Every time we visit New York, we go to the theater. Yes, we get Broadway shows in Houston – we pay exorbitant prices for Hamilton tickets, too. But the experience in New York is like no other. Theaters in Houston are mega-church-sized venues. You really do get a nosebleed in the upper balcony. In New York, there is an intimacy that enhances the experience in indescribable ways. I may be scrunched into my seat, with my knees up under my earlobes, but wherever I sit, I have a perfect view of the action. This is what Aristotle meant by the communal aspect of theater, that, among its many gifts, drama “can enlarge a community’s vision of its own identity and the realities of its own citizens.”
I don’t think I’ve ever considered Aristotle during my theater experiences. But last fall, when my nieces and I saw Come from Away, the entire audience was transported to September 11th, and, once again, we cried together. I couldn’t imagine a musical about that fateful day, nor did I expect to laugh. But the story was so uplifting that, for a few hours, we were reminded that regular people became unexpected heroes in surreal circumstances.

» **EXPLORE THE MATERIAL**
1. Copy the passage about theater in New York from "I don’t think" to "in surreal circumstances.", replacing "last fall" with "last spring".
2. Carry on the passage about theater in New York, picking up after its final sentence.

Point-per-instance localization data
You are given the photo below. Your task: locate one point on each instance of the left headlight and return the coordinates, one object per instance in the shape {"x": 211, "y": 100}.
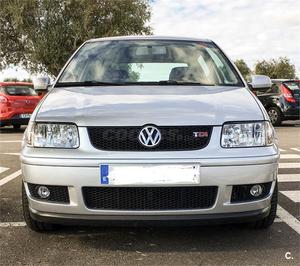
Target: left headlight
{"x": 255, "y": 134}
{"x": 52, "y": 135}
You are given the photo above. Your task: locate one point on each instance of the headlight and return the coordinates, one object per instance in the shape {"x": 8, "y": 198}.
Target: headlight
{"x": 256, "y": 134}
{"x": 51, "y": 135}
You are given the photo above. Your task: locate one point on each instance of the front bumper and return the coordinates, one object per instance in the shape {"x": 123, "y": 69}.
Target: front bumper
{"x": 218, "y": 167}
{"x": 224, "y": 177}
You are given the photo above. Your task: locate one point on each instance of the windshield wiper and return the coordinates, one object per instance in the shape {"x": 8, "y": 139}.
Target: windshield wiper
{"x": 175, "y": 82}
{"x": 87, "y": 83}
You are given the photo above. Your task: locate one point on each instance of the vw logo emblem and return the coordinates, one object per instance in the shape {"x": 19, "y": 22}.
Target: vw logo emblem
{"x": 149, "y": 136}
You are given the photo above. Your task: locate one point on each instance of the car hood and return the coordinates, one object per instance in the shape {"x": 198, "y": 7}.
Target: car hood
{"x": 140, "y": 105}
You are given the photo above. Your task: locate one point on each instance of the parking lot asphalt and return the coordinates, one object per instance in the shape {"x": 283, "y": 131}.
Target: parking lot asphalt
{"x": 202, "y": 245}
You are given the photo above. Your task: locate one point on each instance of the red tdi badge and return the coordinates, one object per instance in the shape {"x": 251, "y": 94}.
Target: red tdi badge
{"x": 200, "y": 134}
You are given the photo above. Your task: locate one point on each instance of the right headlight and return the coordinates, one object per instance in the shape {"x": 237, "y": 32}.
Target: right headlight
{"x": 52, "y": 135}
{"x": 254, "y": 134}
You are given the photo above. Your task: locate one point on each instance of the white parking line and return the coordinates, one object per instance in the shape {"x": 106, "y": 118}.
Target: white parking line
{"x": 3, "y": 169}
{"x": 290, "y": 156}
{"x": 296, "y": 149}
{"x": 289, "y": 178}
{"x": 10, "y": 141}
{"x": 289, "y": 165}
{"x": 288, "y": 219}
{"x": 294, "y": 195}
{"x": 4, "y": 180}
{"x": 12, "y": 224}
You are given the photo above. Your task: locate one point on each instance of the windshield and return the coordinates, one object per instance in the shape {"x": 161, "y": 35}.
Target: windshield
{"x": 20, "y": 91}
{"x": 149, "y": 62}
{"x": 293, "y": 85}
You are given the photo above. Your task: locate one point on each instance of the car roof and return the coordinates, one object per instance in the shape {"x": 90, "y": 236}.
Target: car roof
{"x": 149, "y": 37}
{"x": 19, "y": 83}
{"x": 284, "y": 80}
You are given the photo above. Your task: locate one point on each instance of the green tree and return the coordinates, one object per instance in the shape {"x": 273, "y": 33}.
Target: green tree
{"x": 40, "y": 35}
{"x": 243, "y": 68}
{"x": 280, "y": 68}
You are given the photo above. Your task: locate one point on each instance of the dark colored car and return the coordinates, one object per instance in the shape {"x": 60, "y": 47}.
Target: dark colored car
{"x": 282, "y": 100}
{"x": 17, "y": 102}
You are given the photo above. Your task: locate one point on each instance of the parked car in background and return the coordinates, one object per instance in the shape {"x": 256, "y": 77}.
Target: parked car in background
{"x": 281, "y": 100}
{"x": 41, "y": 85}
{"x": 17, "y": 102}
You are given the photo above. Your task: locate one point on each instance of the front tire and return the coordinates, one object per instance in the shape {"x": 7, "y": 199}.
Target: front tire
{"x": 275, "y": 116}
{"x": 268, "y": 221}
{"x": 34, "y": 225}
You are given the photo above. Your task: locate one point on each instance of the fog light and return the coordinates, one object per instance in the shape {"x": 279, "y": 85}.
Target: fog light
{"x": 256, "y": 190}
{"x": 43, "y": 192}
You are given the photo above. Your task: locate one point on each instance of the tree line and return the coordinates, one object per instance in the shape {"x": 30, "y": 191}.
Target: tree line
{"x": 40, "y": 35}
{"x": 280, "y": 68}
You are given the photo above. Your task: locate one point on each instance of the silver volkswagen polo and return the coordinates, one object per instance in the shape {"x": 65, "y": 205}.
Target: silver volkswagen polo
{"x": 147, "y": 130}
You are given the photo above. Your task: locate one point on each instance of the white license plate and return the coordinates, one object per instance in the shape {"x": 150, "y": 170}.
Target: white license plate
{"x": 25, "y": 115}
{"x": 149, "y": 174}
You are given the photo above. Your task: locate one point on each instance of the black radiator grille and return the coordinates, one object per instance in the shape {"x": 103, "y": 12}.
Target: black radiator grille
{"x": 175, "y": 138}
{"x": 58, "y": 194}
{"x": 149, "y": 198}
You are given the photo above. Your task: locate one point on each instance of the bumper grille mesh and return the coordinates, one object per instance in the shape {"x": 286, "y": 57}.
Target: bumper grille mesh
{"x": 149, "y": 198}
{"x": 179, "y": 138}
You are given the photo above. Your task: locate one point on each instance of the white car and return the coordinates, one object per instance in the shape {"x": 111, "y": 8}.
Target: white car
{"x": 149, "y": 129}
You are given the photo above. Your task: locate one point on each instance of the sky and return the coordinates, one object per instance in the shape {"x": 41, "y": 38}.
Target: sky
{"x": 247, "y": 29}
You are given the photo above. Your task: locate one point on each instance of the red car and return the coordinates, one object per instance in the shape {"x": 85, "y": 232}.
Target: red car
{"x": 17, "y": 102}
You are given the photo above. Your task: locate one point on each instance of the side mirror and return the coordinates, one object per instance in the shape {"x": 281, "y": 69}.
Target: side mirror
{"x": 49, "y": 87}
{"x": 260, "y": 81}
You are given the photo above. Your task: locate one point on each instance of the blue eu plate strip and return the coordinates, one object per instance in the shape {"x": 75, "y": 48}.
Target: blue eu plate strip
{"x": 104, "y": 174}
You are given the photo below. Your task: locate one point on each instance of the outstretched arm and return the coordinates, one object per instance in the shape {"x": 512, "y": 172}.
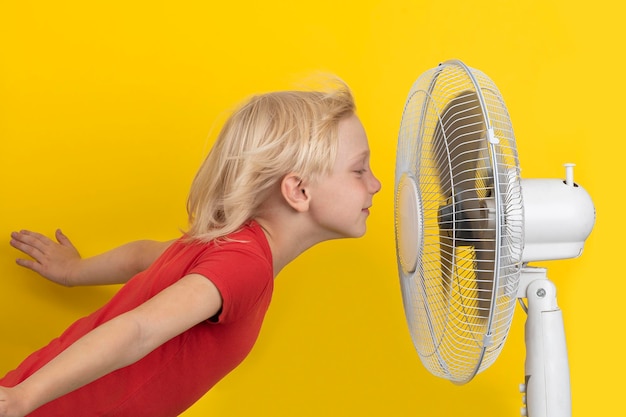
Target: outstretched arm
{"x": 115, "y": 344}
{"x": 60, "y": 262}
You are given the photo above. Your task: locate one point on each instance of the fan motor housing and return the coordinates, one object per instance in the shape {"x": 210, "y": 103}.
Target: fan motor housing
{"x": 558, "y": 218}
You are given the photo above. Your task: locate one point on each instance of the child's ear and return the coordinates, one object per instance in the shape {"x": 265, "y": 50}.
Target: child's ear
{"x": 294, "y": 192}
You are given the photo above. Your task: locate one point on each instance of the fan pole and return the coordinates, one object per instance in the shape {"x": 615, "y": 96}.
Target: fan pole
{"x": 547, "y": 385}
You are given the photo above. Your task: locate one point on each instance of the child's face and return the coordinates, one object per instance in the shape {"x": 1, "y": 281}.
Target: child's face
{"x": 340, "y": 201}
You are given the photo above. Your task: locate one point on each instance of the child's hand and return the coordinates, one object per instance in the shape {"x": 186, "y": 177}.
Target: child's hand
{"x": 8, "y": 406}
{"x": 54, "y": 261}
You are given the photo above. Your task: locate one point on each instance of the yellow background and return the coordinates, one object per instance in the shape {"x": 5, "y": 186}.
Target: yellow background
{"x": 108, "y": 107}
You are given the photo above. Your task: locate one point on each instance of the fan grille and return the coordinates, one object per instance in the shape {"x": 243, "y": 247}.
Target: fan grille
{"x": 459, "y": 283}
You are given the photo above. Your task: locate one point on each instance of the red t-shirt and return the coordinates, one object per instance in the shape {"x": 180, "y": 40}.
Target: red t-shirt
{"x": 175, "y": 375}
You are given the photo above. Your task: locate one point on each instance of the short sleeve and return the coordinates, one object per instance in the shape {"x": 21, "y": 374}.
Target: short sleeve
{"x": 242, "y": 273}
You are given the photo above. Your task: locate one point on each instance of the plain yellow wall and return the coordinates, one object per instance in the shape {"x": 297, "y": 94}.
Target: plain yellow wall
{"x": 108, "y": 107}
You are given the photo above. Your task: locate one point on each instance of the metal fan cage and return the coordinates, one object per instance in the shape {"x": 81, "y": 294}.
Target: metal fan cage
{"x": 459, "y": 251}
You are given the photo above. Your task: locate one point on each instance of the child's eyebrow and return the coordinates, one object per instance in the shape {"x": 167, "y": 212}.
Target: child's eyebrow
{"x": 363, "y": 154}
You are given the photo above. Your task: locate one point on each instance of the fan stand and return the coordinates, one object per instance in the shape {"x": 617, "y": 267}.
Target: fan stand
{"x": 547, "y": 386}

» **ANSWERS**
1.
I don’t think I’ve ever considered Aristotle during my theater experiences. But last spring, when my nieces and I saw Come from Away, the entire audience was transported to September 11th, and, once again, we cried together. I couldn’t imagine a musical about that fateful day, nor did I expect to laugh. But the story was so uplifting that, for a few hours, we were reminded that regular people became unexpected heroes in surreal circumstances.

2.
On September 11th, close to 7000 passengers on more than 200 flights from all over the world were diverted to Gander, Newfoundland, a town of 10,000, following the attacks on the United States. Flight crews filled Gander’s hotels, so passengers were taken to schools, fire stations, and church halls. The Canadian military flew in 5,000 cots. Stores donated blankets, coffee machines, and barbecue grills while residents gave passengers food, clothes, showers, toys, and free phones to call home. These unexpected guests stayed in Gander for five days before flights resumed.
I remember when this incredible act of sympathy and philoxenia was broadcast across the globe. A beacon of compassion on the darkest day of our lives. But I never actually visualized it until I saw the play.
Most of this year’s freshman class at my university was born in 2002. For many of them, September 11th is like December 7, 1941 is to me. Another day that will live in infamy. But they don’t think in terms of “before the attack” and “since that day.” For them, taking off their shoes at the airport is normal.
That’s why this story that appeared in the Houston Chronicle on March 4th is so important. First-year teacher Madison Hughes had recently seen Come from Away. She assigned her ESL class at Beck Junior High School in Katy, Texas, a unique project. Thirty-two students, from Venezuela, Mexico, Finland, Guatemala, Norway, and China, wrote letters in English to the people of Gander, “thanking them for their wonderful example of love that they had shown toward people just like themselves in a place completely unfamiliar and new.” The Gander community responded to the letters, and they are on display in Gander Town Hall.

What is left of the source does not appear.